[Aim of the exercise]
From the data below, set down exactly the lines between the one holding "Annotation guideline: for every instance of the pink" and the one holding "Annotation guideline: for every instance of the green", inclusive, and no others.
** Opening Dataset block **
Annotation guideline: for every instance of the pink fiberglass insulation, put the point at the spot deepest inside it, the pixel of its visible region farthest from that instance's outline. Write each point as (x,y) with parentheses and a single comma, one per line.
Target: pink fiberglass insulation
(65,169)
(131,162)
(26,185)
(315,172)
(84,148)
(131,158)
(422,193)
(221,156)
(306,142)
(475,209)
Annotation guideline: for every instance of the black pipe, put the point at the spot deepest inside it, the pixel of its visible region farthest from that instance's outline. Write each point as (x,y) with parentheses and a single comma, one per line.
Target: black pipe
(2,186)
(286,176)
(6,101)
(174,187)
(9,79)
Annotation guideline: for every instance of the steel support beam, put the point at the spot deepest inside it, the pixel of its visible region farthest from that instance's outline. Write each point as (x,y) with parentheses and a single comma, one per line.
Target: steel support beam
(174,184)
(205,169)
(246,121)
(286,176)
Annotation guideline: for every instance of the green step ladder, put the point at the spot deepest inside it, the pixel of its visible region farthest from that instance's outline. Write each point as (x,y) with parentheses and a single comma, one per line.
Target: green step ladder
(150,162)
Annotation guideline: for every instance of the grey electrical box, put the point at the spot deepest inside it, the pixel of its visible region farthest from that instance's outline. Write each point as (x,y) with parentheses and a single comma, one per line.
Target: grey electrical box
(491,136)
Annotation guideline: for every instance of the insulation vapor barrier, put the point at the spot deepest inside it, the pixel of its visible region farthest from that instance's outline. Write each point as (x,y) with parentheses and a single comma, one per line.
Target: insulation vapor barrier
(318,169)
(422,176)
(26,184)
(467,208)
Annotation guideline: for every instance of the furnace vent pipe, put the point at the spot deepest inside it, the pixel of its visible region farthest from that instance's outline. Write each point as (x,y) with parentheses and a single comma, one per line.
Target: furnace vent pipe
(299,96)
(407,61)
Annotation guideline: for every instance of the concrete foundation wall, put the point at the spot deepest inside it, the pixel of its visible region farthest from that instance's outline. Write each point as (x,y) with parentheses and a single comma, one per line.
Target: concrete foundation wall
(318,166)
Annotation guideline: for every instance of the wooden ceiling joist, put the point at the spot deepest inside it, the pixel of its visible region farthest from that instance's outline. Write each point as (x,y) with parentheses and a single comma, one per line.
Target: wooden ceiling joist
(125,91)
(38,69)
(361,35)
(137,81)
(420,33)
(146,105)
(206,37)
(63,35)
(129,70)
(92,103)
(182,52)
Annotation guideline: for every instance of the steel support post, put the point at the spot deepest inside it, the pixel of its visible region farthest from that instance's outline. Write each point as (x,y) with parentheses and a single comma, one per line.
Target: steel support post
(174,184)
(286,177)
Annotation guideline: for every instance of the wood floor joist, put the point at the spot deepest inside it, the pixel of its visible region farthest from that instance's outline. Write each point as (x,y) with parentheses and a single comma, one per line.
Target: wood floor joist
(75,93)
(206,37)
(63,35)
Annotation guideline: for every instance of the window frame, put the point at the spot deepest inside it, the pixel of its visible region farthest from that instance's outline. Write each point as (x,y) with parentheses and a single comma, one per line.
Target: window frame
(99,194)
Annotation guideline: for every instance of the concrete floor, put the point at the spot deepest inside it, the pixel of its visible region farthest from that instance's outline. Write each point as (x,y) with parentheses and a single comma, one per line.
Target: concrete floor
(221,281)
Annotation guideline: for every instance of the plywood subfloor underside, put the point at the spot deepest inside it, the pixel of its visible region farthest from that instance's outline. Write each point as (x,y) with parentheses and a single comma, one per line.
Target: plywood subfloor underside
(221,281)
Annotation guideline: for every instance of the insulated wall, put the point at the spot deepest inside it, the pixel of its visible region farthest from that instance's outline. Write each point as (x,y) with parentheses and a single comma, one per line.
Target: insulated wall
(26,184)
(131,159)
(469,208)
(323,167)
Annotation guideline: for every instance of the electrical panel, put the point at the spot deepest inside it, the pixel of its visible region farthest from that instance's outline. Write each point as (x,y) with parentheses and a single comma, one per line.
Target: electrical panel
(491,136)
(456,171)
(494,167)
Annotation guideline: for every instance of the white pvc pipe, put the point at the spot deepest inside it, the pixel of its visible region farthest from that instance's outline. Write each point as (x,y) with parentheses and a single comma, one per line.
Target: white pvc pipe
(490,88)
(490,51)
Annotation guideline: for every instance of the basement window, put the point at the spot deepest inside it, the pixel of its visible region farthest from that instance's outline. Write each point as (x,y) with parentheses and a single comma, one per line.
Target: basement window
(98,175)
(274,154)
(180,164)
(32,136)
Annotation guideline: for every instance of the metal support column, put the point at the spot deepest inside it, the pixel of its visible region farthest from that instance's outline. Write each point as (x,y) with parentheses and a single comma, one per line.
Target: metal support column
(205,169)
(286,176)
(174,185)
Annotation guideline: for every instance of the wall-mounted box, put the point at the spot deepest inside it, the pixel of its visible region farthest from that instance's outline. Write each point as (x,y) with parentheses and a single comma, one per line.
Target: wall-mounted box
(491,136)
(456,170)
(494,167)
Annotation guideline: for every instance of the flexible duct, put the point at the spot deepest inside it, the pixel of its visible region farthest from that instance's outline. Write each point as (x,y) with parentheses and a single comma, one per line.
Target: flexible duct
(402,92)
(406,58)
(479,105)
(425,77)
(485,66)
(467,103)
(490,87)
** Closing Dataset block **
** Opening Dataset block **
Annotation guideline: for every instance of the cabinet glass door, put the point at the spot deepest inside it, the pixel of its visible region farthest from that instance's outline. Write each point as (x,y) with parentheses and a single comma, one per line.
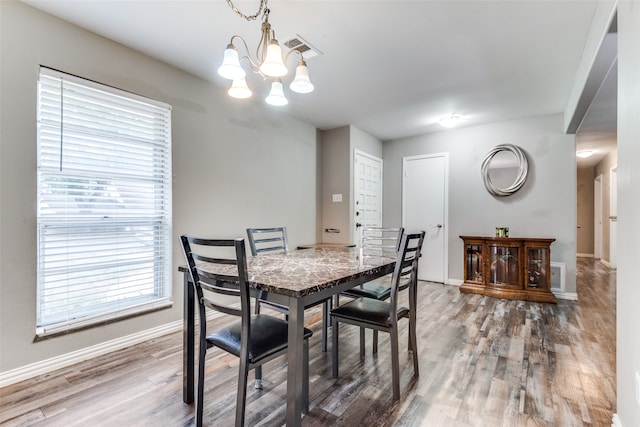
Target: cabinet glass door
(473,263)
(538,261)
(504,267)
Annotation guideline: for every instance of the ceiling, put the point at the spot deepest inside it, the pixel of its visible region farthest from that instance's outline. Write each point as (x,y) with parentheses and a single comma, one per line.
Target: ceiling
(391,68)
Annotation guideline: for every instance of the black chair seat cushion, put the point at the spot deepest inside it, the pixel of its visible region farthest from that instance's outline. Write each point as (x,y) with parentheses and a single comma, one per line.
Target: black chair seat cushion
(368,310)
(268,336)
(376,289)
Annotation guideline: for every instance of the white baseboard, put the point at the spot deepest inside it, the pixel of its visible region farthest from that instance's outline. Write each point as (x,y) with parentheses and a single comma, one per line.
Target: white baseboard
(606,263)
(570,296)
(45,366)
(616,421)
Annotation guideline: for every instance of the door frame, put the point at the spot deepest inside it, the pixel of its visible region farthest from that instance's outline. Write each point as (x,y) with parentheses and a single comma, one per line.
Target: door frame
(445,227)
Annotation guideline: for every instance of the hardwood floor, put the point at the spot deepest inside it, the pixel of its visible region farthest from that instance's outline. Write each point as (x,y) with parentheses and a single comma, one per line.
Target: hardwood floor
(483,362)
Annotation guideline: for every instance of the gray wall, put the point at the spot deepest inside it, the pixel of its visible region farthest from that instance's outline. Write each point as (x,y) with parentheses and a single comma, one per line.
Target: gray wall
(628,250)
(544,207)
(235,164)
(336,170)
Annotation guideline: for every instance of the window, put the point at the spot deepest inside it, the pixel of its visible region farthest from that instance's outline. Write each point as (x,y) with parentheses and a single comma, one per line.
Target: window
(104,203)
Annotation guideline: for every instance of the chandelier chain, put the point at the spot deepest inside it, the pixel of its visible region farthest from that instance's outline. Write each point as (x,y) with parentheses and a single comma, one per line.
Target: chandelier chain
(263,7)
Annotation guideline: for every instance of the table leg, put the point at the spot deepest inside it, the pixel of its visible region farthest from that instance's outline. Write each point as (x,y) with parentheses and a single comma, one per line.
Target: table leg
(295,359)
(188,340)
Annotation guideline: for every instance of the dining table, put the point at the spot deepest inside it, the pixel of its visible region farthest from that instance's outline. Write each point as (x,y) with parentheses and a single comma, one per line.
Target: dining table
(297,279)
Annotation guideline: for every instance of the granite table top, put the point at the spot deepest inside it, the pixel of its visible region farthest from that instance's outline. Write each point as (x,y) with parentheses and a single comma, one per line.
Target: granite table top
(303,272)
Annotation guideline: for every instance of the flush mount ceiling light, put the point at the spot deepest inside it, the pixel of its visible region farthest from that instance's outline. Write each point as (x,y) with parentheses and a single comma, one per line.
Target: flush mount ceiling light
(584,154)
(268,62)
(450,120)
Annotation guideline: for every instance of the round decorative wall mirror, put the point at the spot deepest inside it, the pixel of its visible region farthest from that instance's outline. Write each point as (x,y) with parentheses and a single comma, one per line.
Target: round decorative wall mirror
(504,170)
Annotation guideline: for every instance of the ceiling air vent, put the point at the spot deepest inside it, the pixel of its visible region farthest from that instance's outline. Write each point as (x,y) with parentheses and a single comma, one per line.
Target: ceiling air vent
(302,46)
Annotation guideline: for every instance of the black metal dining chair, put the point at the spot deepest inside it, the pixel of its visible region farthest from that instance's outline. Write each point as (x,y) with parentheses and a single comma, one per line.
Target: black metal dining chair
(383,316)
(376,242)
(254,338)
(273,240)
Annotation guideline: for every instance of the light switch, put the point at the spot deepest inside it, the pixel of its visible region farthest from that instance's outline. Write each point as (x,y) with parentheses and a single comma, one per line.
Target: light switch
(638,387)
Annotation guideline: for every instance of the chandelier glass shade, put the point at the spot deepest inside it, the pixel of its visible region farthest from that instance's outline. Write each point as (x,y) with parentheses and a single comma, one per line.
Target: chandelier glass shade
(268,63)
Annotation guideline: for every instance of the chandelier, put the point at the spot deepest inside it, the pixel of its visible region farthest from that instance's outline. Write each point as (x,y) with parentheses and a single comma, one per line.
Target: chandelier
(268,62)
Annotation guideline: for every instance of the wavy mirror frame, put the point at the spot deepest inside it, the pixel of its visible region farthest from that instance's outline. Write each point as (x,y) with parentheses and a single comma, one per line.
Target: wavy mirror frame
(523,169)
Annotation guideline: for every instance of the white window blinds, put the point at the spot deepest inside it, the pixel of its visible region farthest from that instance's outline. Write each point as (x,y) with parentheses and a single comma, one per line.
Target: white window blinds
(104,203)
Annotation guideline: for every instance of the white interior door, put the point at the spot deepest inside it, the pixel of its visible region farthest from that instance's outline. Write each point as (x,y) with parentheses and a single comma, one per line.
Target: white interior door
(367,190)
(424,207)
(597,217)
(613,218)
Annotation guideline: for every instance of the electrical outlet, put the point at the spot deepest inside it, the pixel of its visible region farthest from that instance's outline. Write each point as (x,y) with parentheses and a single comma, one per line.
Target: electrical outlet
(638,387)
** Closing Dataset block **
** Opening Dataset block **
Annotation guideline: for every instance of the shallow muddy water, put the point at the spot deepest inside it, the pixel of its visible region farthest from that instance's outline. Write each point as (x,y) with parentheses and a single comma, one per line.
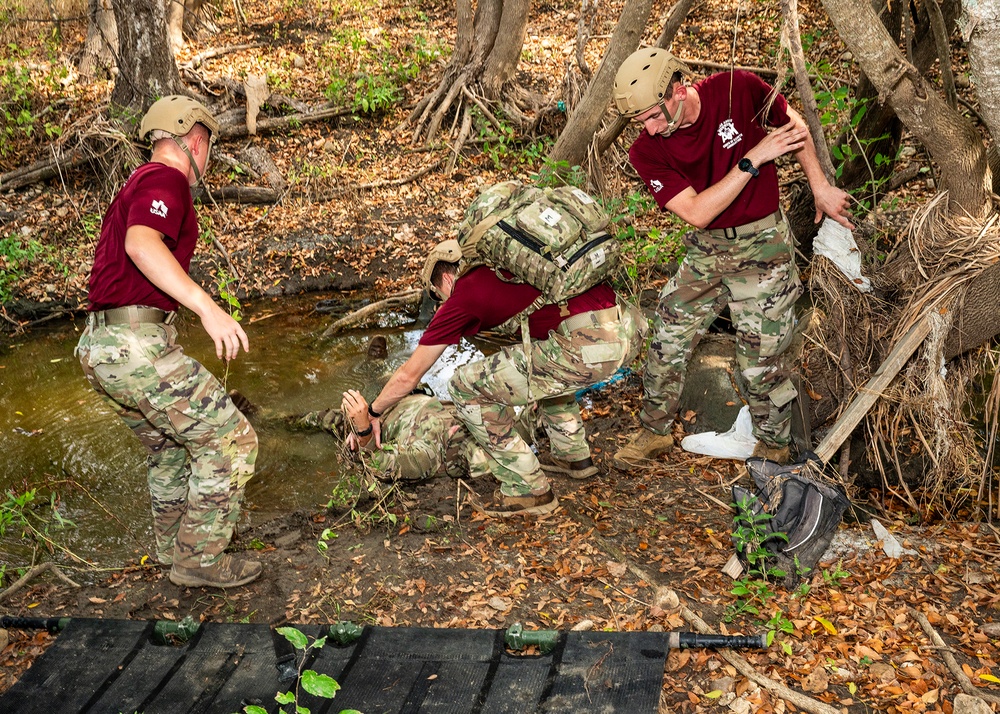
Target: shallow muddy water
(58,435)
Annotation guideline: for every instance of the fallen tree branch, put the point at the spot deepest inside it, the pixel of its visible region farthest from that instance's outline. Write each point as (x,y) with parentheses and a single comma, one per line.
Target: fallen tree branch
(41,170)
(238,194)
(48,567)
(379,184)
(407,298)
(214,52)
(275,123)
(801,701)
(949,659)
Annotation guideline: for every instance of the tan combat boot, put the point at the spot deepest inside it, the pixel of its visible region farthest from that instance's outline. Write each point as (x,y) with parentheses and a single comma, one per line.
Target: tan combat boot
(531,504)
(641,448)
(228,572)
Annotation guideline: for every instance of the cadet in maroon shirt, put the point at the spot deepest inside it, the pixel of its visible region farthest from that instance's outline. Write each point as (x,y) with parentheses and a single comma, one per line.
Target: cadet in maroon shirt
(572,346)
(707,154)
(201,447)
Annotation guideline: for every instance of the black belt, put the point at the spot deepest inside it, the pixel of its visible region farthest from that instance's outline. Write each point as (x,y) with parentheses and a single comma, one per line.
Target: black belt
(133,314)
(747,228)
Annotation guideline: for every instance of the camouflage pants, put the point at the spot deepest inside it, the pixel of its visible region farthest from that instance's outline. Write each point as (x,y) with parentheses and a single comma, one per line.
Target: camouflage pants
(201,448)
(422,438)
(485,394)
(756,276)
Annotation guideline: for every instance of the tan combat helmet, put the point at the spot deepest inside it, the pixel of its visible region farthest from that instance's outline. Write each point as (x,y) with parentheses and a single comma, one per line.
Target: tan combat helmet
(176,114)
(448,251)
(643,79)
** Closing Dataset block **
[Reply to the task]
Annotation guideline: for every instance of the pink fiberglass insulation, put the point at the spot deepest inside it, the pixel of its visible region farthest from that instance's outline. Write each point as (x,y) with parentheses and a single comma, one per line.
Target: pink fiberglass insulation
(65,169)
(131,162)
(26,185)
(315,172)
(84,148)
(131,158)
(422,193)
(221,156)
(306,142)
(475,209)
Annotation guideline: for every instance of the black pipe, put the point at the spot deepest inside it, the pixel of its visible region farthest from that instance's outline. Write each point as (x,y) with parentheses and a single comma, one per line.
Target: black pipe
(2,186)
(286,176)
(6,101)
(174,187)
(9,79)
Annotation guideline: for every instance of the steel support beam, put the point at the spot deepest inside it, the pixel of its visible region farthest from that instance's outline. Write each point as (x,y) with parentheses and a single comma, one per line.
Target: steel support beam
(174,184)
(205,169)
(246,121)
(286,176)
Annotation guideline: for every instance of the green step ladder, put the point at the spot deepest inside it, the pixel of its visible region farthest from that instance's outline. Write each point as (x,y) with parentheses and a single comma, one per line.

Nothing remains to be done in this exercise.